Write out word for word the part of the betta tank thread below that runs from "## ifish (Apr" up to and including "or less concentrated.".

→ SOURCE DOCUMENT
════════

# 3 gallon tank



## ifish (Apr 30, 2009)

hiya im ice

my looking to buy a 2 - 3 gallon tank but dose it have to be made for betta fish or can it just be a 2 - 3 gallon tank for any fish and with a 2 - 3 gallon tank how much water conditoner do i put in my pet store only sell betta plus and its in such a small bottle for small tanks what should i do hiow much should i put in ill post a picture of it later


----------



## onekatietwo (Apr 12, 2009)

With any conditioner, it will say on the bottle how much to put it in. On some bottles, you have to peel a bit of the lable away because the directions are printed on the back. We can't tell you how much, because it is different for each conditioner. Most brands are different and they may be more or less concentrated.

If you're just keeping a Betta, it shouldn't matter too much what type of conditioner you use. They make some that are marketed specifically to Betta owners and I have had good experience with those in my brief time owning Bettas.

════════

→ GIVEN MATERIAL
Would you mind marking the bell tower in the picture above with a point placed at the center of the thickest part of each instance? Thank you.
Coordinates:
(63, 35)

════════

→ COMPLETE ANSWER
## ifish (Apr 30, 2009)

hiya im ice

my looking to buy a 2 - 3 gallon tank but dose it have to be made for betta fish or can it just be a 2 - 3 gallon tank for any fish and with a 2 - 3 gallon tank how much water conditoner do i put in my pet store only sell betta plus and its in such a small bottle for small tanks what should i do hiow much should i put in ill post a picture of it later


----------



## onekatietwo (Apr 12, 2009)

With any conditioner, it will say on the bottle how much to put it in. On some bottles, you have to peel a bit of the lable away because the directions are printed on the back. We can't tell you how much, because it is different for each conditioner. Most brands are different and they may be more or less concentrated.